## O que fazer
A. Copie sem alterações o trecho do relato sobre o ônibus que começa nas palavras contendo "Na foto, Miguel" e termina em "para a tradição?".
B. Dê a sequência do relato sobre o ônibus, começando logo após a última frase apresentada.

Na foto, Miguel Marafiga Ayres, que vendeu o ônibus para meu pai
Bernardino Souza
Este ônibus marca
International modelo D-30 pertenceu ao meu pai Bernardino Souza. Nele, fazia a
"linha" Aratinga / São Francisco de Paula ali por meados da década de
60. Pelo seu formato, tinha o apelido de "Caixa de Fósforos". Quando
lotava, os homens subiam para o bagageiro no "andar" de cima. Ninguém
ficava na mão. Tal condução tinha horário para sair mas só Deus sabia quando
voltava. Diversas vezes vi meu pai frear o carro no meio da estrada e o pessoal
sair campo a fora atrás de uma mulita para a paçoca da noite.
Mas por que tal ônibus
me levou para a tradição?
Por dois motivos. O
primeiro porque o seu cobrador, o Evaldo, era gaiteiro e no longo percurso até
a sede do município ele sentava no banco do fundo e ia treinando seu acordeom,
ou seja, o povo viajava ao som de gaita. Eu, ali pelos meus sete, oito anos,
quando não tinha aula ia junto e sentava ao seu lado maravilhado com aquilo
tudo. Foi meu primeiro contato com a música gaúcha.

## Dados apresentados
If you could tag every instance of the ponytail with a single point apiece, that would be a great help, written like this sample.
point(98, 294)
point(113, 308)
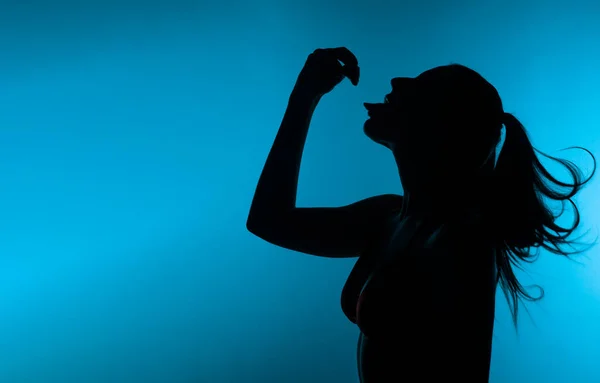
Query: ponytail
point(520, 218)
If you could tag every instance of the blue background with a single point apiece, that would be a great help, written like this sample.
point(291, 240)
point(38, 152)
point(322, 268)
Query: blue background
point(132, 138)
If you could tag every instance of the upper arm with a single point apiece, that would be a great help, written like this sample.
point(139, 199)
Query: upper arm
point(329, 232)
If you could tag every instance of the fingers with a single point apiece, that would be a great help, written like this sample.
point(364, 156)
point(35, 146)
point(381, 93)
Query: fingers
point(346, 57)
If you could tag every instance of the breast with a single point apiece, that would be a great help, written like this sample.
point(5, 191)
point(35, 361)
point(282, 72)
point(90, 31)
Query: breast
point(426, 286)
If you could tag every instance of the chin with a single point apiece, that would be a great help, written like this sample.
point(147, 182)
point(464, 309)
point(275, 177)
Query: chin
point(373, 131)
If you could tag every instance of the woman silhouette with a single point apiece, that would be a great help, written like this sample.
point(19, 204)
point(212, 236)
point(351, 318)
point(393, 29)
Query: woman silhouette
point(423, 289)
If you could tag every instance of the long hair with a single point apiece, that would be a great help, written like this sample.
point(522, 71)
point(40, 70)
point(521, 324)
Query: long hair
point(523, 220)
point(517, 191)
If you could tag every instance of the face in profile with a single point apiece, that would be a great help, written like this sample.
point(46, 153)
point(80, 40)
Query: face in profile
point(407, 113)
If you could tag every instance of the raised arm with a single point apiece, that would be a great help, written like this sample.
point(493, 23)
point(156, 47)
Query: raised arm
point(329, 232)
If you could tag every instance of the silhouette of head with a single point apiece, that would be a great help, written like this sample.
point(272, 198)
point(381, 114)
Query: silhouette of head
point(443, 125)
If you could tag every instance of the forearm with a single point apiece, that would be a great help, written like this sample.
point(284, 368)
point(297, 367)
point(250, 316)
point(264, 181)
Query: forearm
point(278, 183)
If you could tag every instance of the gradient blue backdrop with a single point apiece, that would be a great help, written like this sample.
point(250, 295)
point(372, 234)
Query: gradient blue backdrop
point(132, 138)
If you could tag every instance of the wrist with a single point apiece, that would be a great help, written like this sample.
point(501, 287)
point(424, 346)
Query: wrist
point(305, 96)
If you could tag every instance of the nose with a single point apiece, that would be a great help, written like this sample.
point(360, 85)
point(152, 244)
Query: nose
point(400, 82)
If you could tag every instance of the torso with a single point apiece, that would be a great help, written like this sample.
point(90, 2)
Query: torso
point(396, 358)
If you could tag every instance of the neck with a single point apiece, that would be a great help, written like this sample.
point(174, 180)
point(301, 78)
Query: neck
point(440, 208)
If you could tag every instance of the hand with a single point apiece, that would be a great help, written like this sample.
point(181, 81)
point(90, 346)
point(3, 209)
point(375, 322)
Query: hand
point(323, 71)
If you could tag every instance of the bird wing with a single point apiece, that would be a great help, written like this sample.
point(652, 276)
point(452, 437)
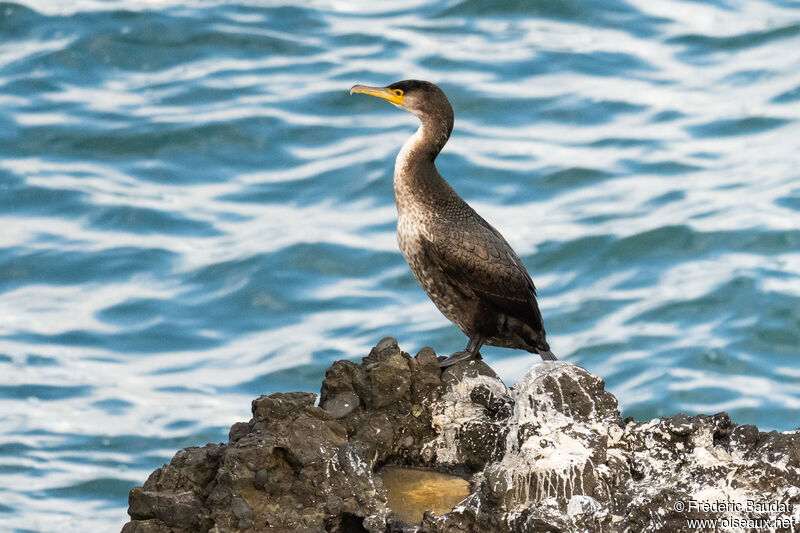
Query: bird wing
point(477, 260)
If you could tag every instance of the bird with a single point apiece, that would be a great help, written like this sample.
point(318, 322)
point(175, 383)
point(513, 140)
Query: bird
point(462, 262)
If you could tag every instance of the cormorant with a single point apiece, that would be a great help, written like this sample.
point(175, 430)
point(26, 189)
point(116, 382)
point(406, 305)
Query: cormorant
point(464, 265)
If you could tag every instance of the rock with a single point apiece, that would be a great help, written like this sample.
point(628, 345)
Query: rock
point(550, 454)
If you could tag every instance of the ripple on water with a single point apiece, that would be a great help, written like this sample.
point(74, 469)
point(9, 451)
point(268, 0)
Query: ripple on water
point(194, 212)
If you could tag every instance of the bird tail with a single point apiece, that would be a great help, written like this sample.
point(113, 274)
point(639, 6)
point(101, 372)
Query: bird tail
point(547, 355)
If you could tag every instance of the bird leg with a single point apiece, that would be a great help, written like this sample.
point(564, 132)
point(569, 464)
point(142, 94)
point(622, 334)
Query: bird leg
point(472, 350)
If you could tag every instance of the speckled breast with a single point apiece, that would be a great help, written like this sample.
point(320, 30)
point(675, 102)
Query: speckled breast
point(457, 309)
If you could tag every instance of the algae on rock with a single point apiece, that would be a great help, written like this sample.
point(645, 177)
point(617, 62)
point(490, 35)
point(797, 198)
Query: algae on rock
point(549, 454)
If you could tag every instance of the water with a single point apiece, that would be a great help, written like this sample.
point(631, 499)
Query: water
point(194, 211)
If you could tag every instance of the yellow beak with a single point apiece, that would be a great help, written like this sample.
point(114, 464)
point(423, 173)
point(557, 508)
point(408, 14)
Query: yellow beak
point(395, 97)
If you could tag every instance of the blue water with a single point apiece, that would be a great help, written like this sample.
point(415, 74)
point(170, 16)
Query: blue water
point(193, 211)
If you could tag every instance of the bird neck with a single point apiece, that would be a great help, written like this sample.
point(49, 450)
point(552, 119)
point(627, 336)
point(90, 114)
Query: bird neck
point(416, 179)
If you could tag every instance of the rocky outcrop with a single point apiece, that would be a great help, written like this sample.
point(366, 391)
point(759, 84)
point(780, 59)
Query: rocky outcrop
point(549, 454)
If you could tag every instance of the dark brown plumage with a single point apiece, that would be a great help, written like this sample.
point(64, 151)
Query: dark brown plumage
point(464, 265)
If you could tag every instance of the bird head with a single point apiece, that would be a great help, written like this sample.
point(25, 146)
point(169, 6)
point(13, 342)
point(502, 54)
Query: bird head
point(422, 98)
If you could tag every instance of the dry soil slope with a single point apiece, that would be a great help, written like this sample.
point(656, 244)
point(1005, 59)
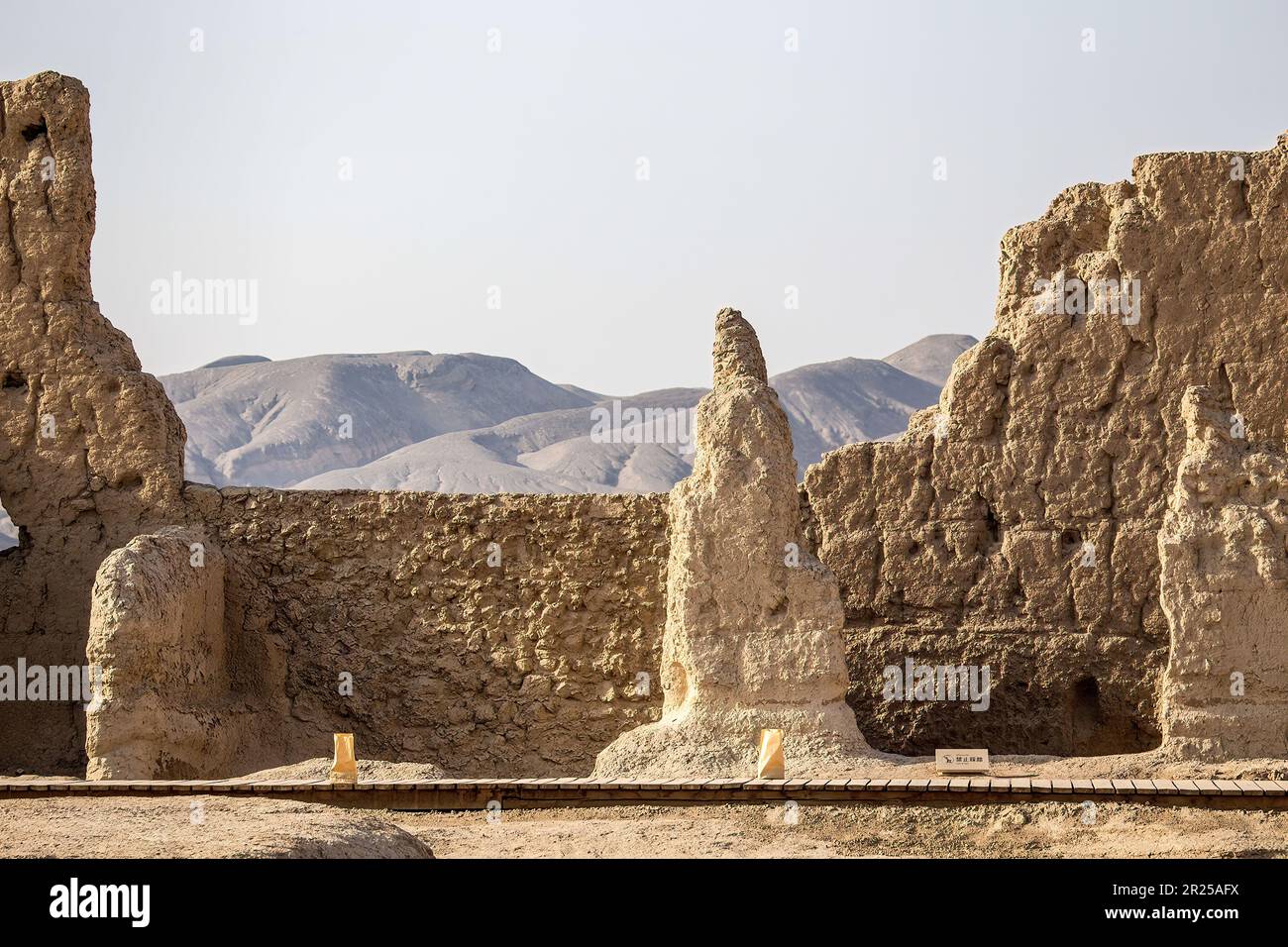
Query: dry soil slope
point(478, 424)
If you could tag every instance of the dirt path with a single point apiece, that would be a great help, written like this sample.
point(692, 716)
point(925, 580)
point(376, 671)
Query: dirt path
point(224, 827)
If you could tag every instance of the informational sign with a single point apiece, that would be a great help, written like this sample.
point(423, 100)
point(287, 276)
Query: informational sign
point(961, 761)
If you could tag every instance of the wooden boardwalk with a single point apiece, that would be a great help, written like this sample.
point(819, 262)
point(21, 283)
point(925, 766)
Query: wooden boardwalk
point(476, 793)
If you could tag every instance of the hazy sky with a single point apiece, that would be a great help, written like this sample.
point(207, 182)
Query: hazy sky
point(519, 167)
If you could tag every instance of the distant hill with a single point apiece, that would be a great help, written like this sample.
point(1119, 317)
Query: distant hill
point(473, 423)
point(274, 424)
point(931, 359)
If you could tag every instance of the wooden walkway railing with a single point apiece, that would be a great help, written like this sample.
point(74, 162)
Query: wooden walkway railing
point(476, 793)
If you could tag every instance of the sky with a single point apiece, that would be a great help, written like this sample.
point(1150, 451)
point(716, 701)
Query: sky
point(581, 185)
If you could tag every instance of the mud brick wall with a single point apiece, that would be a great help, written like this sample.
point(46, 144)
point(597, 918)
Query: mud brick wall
point(965, 541)
point(526, 667)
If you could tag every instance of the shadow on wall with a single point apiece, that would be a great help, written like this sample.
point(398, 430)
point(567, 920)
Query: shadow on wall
point(1096, 729)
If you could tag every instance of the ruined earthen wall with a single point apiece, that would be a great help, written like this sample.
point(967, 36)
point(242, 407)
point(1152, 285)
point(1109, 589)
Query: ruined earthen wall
point(90, 449)
point(966, 541)
point(1225, 591)
point(162, 706)
point(488, 660)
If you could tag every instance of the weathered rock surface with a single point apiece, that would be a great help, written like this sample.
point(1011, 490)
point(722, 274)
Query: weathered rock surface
point(488, 635)
point(1017, 523)
point(90, 449)
point(158, 631)
point(1225, 591)
point(752, 622)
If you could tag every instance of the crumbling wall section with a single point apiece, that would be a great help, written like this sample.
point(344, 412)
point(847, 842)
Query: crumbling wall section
point(90, 449)
point(1225, 591)
point(489, 635)
point(166, 707)
point(1016, 523)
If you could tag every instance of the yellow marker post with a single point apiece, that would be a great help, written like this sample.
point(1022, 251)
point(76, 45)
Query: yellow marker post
point(772, 764)
point(346, 767)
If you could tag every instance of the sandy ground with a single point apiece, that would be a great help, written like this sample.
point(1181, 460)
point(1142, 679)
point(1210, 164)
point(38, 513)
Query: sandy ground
point(855, 831)
point(265, 827)
point(197, 827)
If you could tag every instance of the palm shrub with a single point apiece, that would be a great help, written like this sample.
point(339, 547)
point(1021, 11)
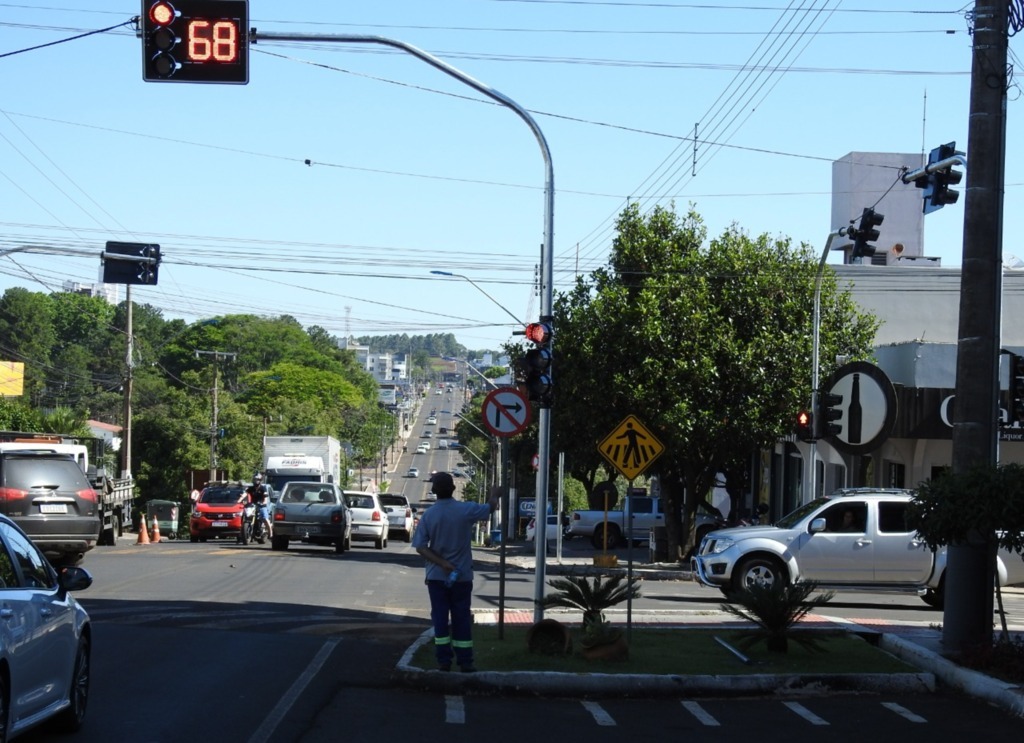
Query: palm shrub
point(776, 609)
point(592, 598)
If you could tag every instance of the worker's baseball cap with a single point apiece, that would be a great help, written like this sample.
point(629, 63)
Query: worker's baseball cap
point(442, 484)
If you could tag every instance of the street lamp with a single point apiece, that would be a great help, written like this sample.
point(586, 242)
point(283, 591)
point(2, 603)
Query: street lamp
point(480, 290)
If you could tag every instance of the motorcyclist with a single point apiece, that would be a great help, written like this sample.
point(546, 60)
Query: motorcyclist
point(260, 497)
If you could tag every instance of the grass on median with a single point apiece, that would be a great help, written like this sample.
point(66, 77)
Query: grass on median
point(678, 651)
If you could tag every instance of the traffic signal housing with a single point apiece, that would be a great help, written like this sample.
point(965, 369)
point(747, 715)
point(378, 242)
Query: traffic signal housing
point(139, 264)
point(865, 232)
point(196, 41)
point(537, 364)
point(1016, 389)
point(805, 426)
point(937, 184)
point(826, 412)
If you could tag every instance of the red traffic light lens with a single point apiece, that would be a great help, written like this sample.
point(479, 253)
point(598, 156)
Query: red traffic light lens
point(162, 13)
point(538, 333)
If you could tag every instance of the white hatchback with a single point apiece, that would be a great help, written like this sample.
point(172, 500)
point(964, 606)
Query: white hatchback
point(369, 520)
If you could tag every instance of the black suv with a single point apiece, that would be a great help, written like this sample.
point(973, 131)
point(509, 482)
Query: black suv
point(48, 495)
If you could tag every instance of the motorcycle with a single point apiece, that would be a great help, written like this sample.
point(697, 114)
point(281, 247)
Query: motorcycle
point(253, 528)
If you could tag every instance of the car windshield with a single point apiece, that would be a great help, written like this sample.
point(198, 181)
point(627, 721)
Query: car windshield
point(60, 472)
point(220, 495)
point(795, 517)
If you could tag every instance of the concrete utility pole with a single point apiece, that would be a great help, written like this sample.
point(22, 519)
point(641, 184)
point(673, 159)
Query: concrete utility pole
point(216, 356)
point(129, 382)
point(968, 618)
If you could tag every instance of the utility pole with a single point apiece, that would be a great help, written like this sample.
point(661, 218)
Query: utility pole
point(215, 356)
point(970, 580)
point(129, 381)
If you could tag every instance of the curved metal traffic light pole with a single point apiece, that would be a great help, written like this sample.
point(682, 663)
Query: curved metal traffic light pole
point(547, 261)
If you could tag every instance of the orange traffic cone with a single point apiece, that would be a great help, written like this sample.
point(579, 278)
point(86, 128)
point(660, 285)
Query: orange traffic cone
point(143, 533)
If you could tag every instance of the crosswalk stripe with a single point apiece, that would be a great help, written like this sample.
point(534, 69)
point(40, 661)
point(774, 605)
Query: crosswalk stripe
point(455, 710)
point(903, 712)
point(598, 713)
point(806, 713)
point(700, 713)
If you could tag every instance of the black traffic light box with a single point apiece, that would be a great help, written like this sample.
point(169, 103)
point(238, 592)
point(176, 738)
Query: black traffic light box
point(196, 41)
point(537, 364)
point(139, 264)
point(866, 232)
point(826, 412)
point(1016, 389)
point(805, 426)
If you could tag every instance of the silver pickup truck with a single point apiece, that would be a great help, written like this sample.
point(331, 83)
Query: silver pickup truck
point(854, 539)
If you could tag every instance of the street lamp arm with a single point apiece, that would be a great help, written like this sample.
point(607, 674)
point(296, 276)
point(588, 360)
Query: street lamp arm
point(480, 290)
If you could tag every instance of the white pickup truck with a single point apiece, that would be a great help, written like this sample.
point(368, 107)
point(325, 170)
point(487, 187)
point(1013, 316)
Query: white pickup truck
point(854, 539)
point(646, 513)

## Respostas
A.
Na foto, Miguel Marafiga Ayres, que vendeu o ônibus para meu pai
Bernardino Souza
Este ônibus marca
International modelo D-30 pertenceu ao meu pai Bernardino Souza. Nele, fazia a
"linha" Aratinga / São Francisco de Paula ali por meados da década de
60. Pelo seu formato, tinha o apelido de "Caixa de Fósforos". Quando
lotava, os homens subiam para o bagageiro no "andar" de cima. Ninguém
ficava na mão. Tal condução tinha horário para sair mas só Deus sabia quando
voltava. Diversas vezes vi meu pai frear o carro no meio da estrada e o pessoal
sair campo a fora atrás de uma mulita para a paçoca da noite.
Mas por que tal ônibus
me levou para a tradição?

B.
O outro e maior motivo
pelo qual o "Caixa de Fósforo" me conduziu rumo ao gauchismo é que,
aos domingos, boca da noite, meu pai que deixava o ônibus na frente de casa,
retirava sua bateria (eletricidade era coisa rara) e conectava ao velho rádio à
válvula, para ouvirmos o Grande Rodeio Coringa. Eu esperava ansiosamente por
aquela reunião de família para se deliciar com este que foi um dos mais
autênticos programas radiofônicos já realizados até hoje. Trovas, declamações,
músicas, sorteios, causos, tudo ao vivo e com plateia presente. Ali eu creio
que nasceu em mim a paixão por nossa cultura rio-grandense. Não raro os
vizinhos vinham escutar o programa em nossa casa.
Os maiores nomes da
música gaúcha como Teixeirinha e grandes trovadores como Gildo de Freitas
passaram por este programa que catapultou a musicalidade regional gaúcha. Sob a
condução de Darcy Fagundes e Luiz Menezes (anteriormente Paixão Côrtes e Dimas
Costa também apresentaram), nossos finais de domingo naqueles ermos do Rio
Grande do Sul ficavam alegres e muito mais gaúchos.
Ainda lembro até hoje a
abertura do programa cantada por Luiz Menezes: Rodeio... Rodeio da ilusão /
neste Rodeio apartei meu coração. / A Deus eu peço quando escuto este Rodeio /
que bote também um freio no meu xucro coração / pra que depois eu não me lembre
mais das prendas / nem dos olhos das morenas que a tempo a fora se vão.
E porque estou tocando
neste assunto neste momento? Porque a exatos 26 anos, isto é, num dia 05 de
maio do ano de 1994, meu pai partia para a querência eterna. Quanta saudade de
ti, meu velho!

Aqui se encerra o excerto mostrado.